_Given instruction_. Rewrite all of the records below, changing "innermost point" to "most central point" wherever it occurs and keeping every other line the same.

_Data entries_.
********

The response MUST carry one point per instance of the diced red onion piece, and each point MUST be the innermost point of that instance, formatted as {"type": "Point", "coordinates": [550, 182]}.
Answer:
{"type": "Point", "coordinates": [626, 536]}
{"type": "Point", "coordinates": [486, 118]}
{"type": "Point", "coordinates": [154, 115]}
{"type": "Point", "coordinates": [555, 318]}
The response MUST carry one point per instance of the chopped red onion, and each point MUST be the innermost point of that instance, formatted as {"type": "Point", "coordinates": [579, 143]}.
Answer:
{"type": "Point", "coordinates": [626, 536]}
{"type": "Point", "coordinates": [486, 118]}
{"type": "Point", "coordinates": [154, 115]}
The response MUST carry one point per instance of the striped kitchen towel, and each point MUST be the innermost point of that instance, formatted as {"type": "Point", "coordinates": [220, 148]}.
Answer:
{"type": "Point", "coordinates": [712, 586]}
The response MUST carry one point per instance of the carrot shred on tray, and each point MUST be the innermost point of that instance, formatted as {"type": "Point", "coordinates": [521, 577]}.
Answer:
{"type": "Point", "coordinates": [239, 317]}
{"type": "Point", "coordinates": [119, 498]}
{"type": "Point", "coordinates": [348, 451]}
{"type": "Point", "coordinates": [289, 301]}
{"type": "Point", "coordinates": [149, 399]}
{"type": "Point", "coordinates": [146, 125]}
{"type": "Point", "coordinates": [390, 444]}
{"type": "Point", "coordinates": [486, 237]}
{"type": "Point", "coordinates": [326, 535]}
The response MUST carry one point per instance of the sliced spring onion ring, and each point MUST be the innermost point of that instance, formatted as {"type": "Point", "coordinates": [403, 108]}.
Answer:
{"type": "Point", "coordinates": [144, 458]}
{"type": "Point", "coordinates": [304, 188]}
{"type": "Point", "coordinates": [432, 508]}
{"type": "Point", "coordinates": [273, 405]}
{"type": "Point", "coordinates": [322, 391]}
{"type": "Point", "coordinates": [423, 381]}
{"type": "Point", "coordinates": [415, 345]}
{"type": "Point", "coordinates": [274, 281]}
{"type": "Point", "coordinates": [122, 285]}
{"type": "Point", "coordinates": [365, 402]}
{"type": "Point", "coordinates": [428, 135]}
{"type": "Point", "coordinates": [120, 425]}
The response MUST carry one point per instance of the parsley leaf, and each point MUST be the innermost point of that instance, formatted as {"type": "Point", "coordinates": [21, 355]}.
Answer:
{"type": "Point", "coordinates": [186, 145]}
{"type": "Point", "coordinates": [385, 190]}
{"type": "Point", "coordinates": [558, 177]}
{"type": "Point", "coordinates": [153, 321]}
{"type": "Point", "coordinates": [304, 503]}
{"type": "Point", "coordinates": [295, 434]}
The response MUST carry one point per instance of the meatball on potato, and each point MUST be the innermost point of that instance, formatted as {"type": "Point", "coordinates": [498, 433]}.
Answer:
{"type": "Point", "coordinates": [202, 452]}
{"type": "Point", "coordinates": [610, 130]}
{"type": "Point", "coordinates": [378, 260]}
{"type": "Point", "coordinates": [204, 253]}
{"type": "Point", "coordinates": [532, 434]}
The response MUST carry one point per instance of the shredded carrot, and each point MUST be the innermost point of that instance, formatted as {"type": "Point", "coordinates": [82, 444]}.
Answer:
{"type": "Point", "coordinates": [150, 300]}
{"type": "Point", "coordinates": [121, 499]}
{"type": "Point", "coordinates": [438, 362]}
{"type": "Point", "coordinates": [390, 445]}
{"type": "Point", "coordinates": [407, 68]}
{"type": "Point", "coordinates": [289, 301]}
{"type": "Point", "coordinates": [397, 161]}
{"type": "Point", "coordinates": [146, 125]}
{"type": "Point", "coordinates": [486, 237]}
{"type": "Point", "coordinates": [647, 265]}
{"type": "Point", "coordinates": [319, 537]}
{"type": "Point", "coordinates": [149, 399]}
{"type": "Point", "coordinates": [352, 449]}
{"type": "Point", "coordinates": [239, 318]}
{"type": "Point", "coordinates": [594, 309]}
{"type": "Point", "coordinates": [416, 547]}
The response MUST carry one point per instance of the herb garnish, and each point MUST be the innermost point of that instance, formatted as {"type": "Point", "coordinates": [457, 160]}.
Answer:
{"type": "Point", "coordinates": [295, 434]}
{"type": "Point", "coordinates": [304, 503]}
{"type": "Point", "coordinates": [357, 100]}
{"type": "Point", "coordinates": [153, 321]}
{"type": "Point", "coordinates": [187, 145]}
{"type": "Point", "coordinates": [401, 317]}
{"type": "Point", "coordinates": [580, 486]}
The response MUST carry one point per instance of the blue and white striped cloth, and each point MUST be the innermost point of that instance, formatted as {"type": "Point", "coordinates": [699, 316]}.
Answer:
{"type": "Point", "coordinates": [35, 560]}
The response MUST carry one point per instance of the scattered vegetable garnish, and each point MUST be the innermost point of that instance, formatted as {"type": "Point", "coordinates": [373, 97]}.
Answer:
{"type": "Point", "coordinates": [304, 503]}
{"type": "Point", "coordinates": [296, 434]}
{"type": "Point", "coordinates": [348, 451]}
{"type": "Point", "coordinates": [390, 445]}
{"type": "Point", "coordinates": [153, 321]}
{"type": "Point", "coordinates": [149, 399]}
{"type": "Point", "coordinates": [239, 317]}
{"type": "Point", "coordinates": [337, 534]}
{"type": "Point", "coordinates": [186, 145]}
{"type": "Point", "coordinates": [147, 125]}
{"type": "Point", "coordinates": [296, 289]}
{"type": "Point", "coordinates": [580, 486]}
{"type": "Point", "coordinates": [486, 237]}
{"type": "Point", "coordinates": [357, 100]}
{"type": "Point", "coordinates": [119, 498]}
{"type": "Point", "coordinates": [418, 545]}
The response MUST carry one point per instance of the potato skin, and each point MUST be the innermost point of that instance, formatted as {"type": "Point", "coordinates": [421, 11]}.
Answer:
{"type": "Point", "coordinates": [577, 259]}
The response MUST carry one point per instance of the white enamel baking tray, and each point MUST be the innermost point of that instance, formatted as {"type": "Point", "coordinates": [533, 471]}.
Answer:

********

_Reply to the exercise_.
The response MUST carry one point per instance of the diced red onion piece, and each point MUST be the most central point of that instance, formatted as {"type": "Point", "coordinates": [550, 182]}.
Answer:
{"type": "Point", "coordinates": [626, 536]}
{"type": "Point", "coordinates": [486, 118]}
{"type": "Point", "coordinates": [154, 115]}
{"type": "Point", "coordinates": [555, 318]}
The response MUST carry one point per instance of the chopped red onion, and each point MUST be the most central point of that instance, formatted as {"type": "Point", "coordinates": [579, 143]}.
Answer:
{"type": "Point", "coordinates": [626, 536]}
{"type": "Point", "coordinates": [486, 118]}
{"type": "Point", "coordinates": [154, 115]}
The response MUST carry one point per instance of the striped kitchen towel, and each point MUST be the most central point of that instance, formatted as {"type": "Point", "coordinates": [220, 148]}.
Answer:
{"type": "Point", "coordinates": [712, 586]}
The response MUST carry one point per instance of the carrot shred on tray, and each point MUST be the most central point of that instance, formatted as {"type": "Point", "coordinates": [521, 577]}.
Answer:
{"type": "Point", "coordinates": [239, 317]}
{"type": "Point", "coordinates": [119, 498]}
{"type": "Point", "coordinates": [348, 451]}
{"type": "Point", "coordinates": [289, 301]}
{"type": "Point", "coordinates": [149, 399]}
{"type": "Point", "coordinates": [146, 125]}
{"type": "Point", "coordinates": [390, 444]}
{"type": "Point", "coordinates": [486, 237]}
{"type": "Point", "coordinates": [326, 535]}
The response MUST carry one point per instance of the sliced spring onion ring, and each point MUST be the most central point of that instance, formatted as {"type": "Point", "coordinates": [403, 108]}.
Answer:
{"type": "Point", "coordinates": [144, 458]}
{"type": "Point", "coordinates": [304, 188]}
{"type": "Point", "coordinates": [432, 508]}
{"type": "Point", "coordinates": [273, 405]}
{"type": "Point", "coordinates": [322, 391]}
{"type": "Point", "coordinates": [423, 381]}
{"type": "Point", "coordinates": [415, 345]}
{"type": "Point", "coordinates": [274, 281]}
{"type": "Point", "coordinates": [122, 285]}
{"type": "Point", "coordinates": [365, 402]}
{"type": "Point", "coordinates": [428, 135]}
{"type": "Point", "coordinates": [120, 425]}
The response MUST carry one point per instance of the parsley leaf, and each point MUST be the most central point of that instance, formatted as {"type": "Point", "coordinates": [21, 355]}.
Answer:
{"type": "Point", "coordinates": [186, 145]}
{"type": "Point", "coordinates": [385, 190]}
{"type": "Point", "coordinates": [558, 177]}
{"type": "Point", "coordinates": [153, 321]}
{"type": "Point", "coordinates": [304, 503]}
{"type": "Point", "coordinates": [295, 434]}
The response MUST carry one point per instance of the meatball on potato, and each point MUST be the most central point of that instance, formatted as {"type": "Point", "coordinates": [498, 433]}.
Answer:
{"type": "Point", "coordinates": [202, 452]}
{"type": "Point", "coordinates": [610, 130]}
{"type": "Point", "coordinates": [378, 260]}
{"type": "Point", "coordinates": [204, 253]}
{"type": "Point", "coordinates": [532, 434]}
The response MUST carry one point per instance of the shredded carrot, and each point MUST be the most central point of that instance, formatted as {"type": "Point", "coordinates": [82, 444]}.
Answer:
{"type": "Point", "coordinates": [150, 300]}
{"type": "Point", "coordinates": [121, 499]}
{"type": "Point", "coordinates": [438, 362]}
{"type": "Point", "coordinates": [390, 445]}
{"type": "Point", "coordinates": [407, 68]}
{"type": "Point", "coordinates": [289, 301]}
{"type": "Point", "coordinates": [397, 161]}
{"type": "Point", "coordinates": [146, 125]}
{"type": "Point", "coordinates": [486, 237]}
{"type": "Point", "coordinates": [647, 265]}
{"type": "Point", "coordinates": [319, 537]}
{"type": "Point", "coordinates": [149, 399]}
{"type": "Point", "coordinates": [352, 449]}
{"type": "Point", "coordinates": [239, 318]}
{"type": "Point", "coordinates": [594, 309]}
{"type": "Point", "coordinates": [416, 547]}
The response MUST carry one point per instance of the herb garnish, and each point MUST be the most central point of that instance, formatted as {"type": "Point", "coordinates": [457, 160]}.
Answer:
{"type": "Point", "coordinates": [295, 434]}
{"type": "Point", "coordinates": [304, 503]}
{"type": "Point", "coordinates": [357, 100]}
{"type": "Point", "coordinates": [153, 321]}
{"type": "Point", "coordinates": [187, 145]}
{"type": "Point", "coordinates": [401, 317]}
{"type": "Point", "coordinates": [580, 486]}
The response MUST carry one point per instance of the blue and white striped cloth, and each point MUST be the most central point of that instance, formatted as {"type": "Point", "coordinates": [699, 316]}.
Answer:
{"type": "Point", "coordinates": [35, 560]}
The response MUST carry one point per instance of the scattered vegetable garnish, and each point MUST be the most central point of that instance, formatted as {"type": "Point", "coordinates": [373, 97]}.
Answer:
{"type": "Point", "coordinates": [304, 503]}
{"type": "Point", "coordinates": [296, 434]}
{"type": "Point", "coordinates": [348, 451]}
{"type": "Point", "coordinates": [390, 445]}
{"type": "Point", "coordinates": [153, 321]}
{"type": "Point", "coordinates": [149, 399]}
{"type": "Point", "coordinates": [239, 317]}
{"type": "Point", "coordinates": [337, 534]}
{"type": "Point", "coordinates": [186, 145]}
{"type": "Point", "coordinates": [147, 125]}
{"type": "Point", "coordinates": [296, 289]}
{"type": "Point", "coordinates": [580, 486]}
{"type": "Point", "coordinates": [486, 237]}
{"type": "Point", "coordinates": [357, 100]}
{"type": "Point", "coordinates": [119, 498]}
{"type": "Point", "coordinates": [418, 545]}
The response MUST carry one point per instance of the potato skin, and each point MUST be the most central point of that instance, formatted as {"type": "Point", "coordinates": [421, 11]}.
Answer:
{"type": "Point", "coordinates": [577, 259]}
The response MUST carry one point per instance of the white enamel baking tray, and each point MUST be the most central point of that instance, formatted as {"type": "Point", "coordinates": [533, 471]}.
Answer:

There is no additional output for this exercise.